··· SOURCE PASSAGE ···
1.9 Rule 144 Reporting. With a view to making available the benefits of certain rules and
regulations of the SEC that may at any time permit the sale of the Registrable Securities to the
public without registration, after such time as the Company shall have consummated an initial
underwritten public offering of Common Stock, the Company agrees to:
(a) Make and keep public information available, as those terms are understood and defined
in Rule 144 under the Securities Act, at all times after the effective date of the first
registration under the Securities Act filed by the Company for an offering of its securities to the
general public; and
(b) Use reasonable, diligent efforts to file with the SEC in a timely manner all reports
and other documents required of the Company under the Securities Act and the Exchange Act (at any
time after it has become subject to such reporting requirements).
Section 2. ASSIGNMENT AND AMENDMENT.
2.1 Lack of Transferability of Registration Rights . Notwithstanding anything in this
Agreement to the contrary, the registration rights of the Investor under Section 1 of this
Agreement may not be assigned or transferred, except by will or pursuant to the laws of descent and
distribution.
2.2 Amendment of Rights. Any provision of this Agreement may be amended and the observance of
such provision may be waived (either generally or in a particular instance and either retroactively
or prospectively) only with the written consent of the Company and the Investor (and/or any of
their permitted successors or assigns). Any amendment or waiver effected in accordance with this
Section 2.2 shall be binding upon the Investor, each permitted successor or assignee of the
Investor and the Company.
Section 3. GENERAL PROVISIONS.
3.1 Successors and Assigns. Except as otherwise provided in this Agreement, the provisions of this Agreement shall inure to
the benefit of and be binding upon the respective successors and permitted assigns of the parties
to this Agreement.
3.2 Third Parties. Nothing in this Agreement, express or implied, is intended to confer upon
any person, other than the parties to this Agreement and their respective successors and assigns,
any rights, remedies, obligations, or liabilities under or by reason of this Agreement except as
expressly provided in this Agreement.
3.3 Governing Law. This Agreement shall be governed by and construed exclusively in accordance
with the internal laws of the State of Texas as applied to agreements among Texas residents entered
into and to be performed entirely within Texas, excluding that body of law relating to conflict of
laws.
9
3.4 Venue. Each party hereby irrevocably submits to the exclusive jurisdiction of the state
and federal courts serving Dallas County, Texas, for the purposes of any action arising out of this
Agreement, or the subject matter hereof. To the extent permitted by applicable law, each party
hereby waives and agrees not to assert, by way of motion, as a defense or otherwise, in any such
action (a) that such party is not personally subject to the jurisdiction of the above-named courts,
(b) that the action is brought in an inconvenient forum, (c) that it is immune from any legal
process with respect to itself or its property, (d) that the venue of the suit, action or
proceeding is improper, or (e) that this Agreement, or the subject matter hereof, may not be
enforced in or by such courts.
··· DATA EXCERPTS ···
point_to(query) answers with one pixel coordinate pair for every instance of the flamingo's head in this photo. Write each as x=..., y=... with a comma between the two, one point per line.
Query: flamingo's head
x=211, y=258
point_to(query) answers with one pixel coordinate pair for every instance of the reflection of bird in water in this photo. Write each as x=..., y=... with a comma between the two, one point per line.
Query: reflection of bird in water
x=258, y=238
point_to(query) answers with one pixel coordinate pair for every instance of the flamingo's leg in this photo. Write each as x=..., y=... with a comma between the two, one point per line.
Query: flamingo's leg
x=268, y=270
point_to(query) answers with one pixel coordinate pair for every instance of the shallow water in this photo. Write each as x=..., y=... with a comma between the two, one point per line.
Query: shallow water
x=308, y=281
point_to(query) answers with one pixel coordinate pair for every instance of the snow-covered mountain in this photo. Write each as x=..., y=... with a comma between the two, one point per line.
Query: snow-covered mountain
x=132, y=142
···
§ SET TASK 1
According to the agreement text, which courts have exclusive jurisdiction over any action arising out of the agreement?
§ SET TASK 2
Reproduce the agreement text word for word, between "2.2 Amendment of" and "to this Agreement.", inclusive.

§ EXPECTED OUTPUT 1
The state and federal courts serving Dallas County, Texas.

§ EXPECTED OUTPUT 2
2.2 Amendment of Rights. Any provision of this Agreement may be amended and the observance of
such provision may be waived (either generally or in a particular instance and either retroactively
or prospectively) only with the written consent of the Company and the Investor (and/or any of
their permitted successors or assigns). Any amendment or waiver effected in accordance with this
Section 2.2 shall be binding upon the Investor, each permitted successor or assignee of the
Investor and the Company.
Section 3. GENERAL PROVISIONS.
3.1 Successors and Assigns. Except as otherwise provided in this Agreement, the provisions of this Agreement shall inure to
the benefit of and be binding upon the respective successors and permitted assigns of the parties
to this Agreement.